WRITTEN EXERCISE
Please copy out the stretch of the material below from the line containing "Pick out each instance of the printed" through its end, every line included, adding -70 to each number in the coordinate answers.

[Coordinate labeling data]

>> Begin

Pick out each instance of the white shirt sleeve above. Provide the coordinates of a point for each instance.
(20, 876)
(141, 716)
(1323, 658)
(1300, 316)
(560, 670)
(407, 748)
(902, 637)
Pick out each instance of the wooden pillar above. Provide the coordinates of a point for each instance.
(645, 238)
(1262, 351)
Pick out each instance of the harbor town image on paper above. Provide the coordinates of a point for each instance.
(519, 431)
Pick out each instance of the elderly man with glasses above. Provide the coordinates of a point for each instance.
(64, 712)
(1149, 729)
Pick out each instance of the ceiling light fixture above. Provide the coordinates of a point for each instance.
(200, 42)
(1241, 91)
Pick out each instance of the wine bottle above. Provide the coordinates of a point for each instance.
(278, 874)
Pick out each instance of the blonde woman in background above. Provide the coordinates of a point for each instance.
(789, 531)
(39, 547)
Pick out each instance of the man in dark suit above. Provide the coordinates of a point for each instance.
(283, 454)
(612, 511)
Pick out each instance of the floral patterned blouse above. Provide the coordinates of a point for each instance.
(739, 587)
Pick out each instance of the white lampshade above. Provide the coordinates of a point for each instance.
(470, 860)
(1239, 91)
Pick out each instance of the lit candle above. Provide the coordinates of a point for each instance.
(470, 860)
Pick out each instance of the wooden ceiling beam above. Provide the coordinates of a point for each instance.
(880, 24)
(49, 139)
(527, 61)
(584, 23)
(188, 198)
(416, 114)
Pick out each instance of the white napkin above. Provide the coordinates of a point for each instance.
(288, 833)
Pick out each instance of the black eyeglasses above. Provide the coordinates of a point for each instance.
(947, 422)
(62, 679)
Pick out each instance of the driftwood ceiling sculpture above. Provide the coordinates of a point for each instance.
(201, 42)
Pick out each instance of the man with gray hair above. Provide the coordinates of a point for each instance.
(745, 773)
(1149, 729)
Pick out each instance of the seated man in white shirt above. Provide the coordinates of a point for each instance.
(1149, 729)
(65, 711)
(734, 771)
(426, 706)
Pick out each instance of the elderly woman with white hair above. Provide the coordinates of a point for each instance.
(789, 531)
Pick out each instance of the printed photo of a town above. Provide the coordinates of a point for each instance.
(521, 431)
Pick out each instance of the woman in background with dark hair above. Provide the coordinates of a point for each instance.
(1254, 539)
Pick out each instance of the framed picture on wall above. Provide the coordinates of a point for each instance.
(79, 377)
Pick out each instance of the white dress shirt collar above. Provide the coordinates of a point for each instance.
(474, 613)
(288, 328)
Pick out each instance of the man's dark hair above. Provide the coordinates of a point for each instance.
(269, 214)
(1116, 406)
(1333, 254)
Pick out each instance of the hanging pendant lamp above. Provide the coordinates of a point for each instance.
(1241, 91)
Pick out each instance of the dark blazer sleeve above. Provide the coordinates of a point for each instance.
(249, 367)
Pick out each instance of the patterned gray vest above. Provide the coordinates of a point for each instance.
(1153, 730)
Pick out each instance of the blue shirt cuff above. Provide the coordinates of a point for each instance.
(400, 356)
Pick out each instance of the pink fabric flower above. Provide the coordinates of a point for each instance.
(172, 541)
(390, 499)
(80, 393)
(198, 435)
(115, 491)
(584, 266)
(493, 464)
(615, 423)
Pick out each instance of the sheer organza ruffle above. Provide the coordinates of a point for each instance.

>> End

ANSWER FOR THIS EXERCISE
Pick out each instance of the printed photo of a town above. Provide the coordinates of a point for each instance.
(451, 361)
Pick out each instance of the woman in background with dark hair above. Provide the coordinates of a point for each instance.
(1184, 469)
Pick out each instance of the framed picture on wall above. Provide the coordinates of a point for each instance.
(9, 307)
Pick out each instance of the white dress shirt collar above. Provide the coordinates of a point for each instance.
(404, 543)
(218, 258)
Pick out each instance of the man's dark hair above. Provide the coordinates of a point for each instance.
(199, 144)
(1046, 336)
(1263, 184)
Pick out each instance of the hanging pendant lamp above. Provide the coordinates of a point for each instance.
(1171, 21)
Pick out each instance of the dark blazer sleeve above. Provide the coordinates of a point for each instance.
(179, 297)
Pick out each instance of the patterned gray vest above. Provide the coordinates of a point for each instance.
(1083, 660)
Pick out each instance of the blue shirt cuff above. Provide the coordinates of a point for each instance.
(330, 286)
Pick out each instance of the pink fabric flower above. Provide the coordinates of a point for each instance.
(102, 471)
(320, 429)
(10, 323)
(128, 365)
(45, 421)
(514, 196)
(423, 394)
(545, 353)
Pick out each instance of the sheer organza ruffle above. Provide the coordinates of a point for each instance.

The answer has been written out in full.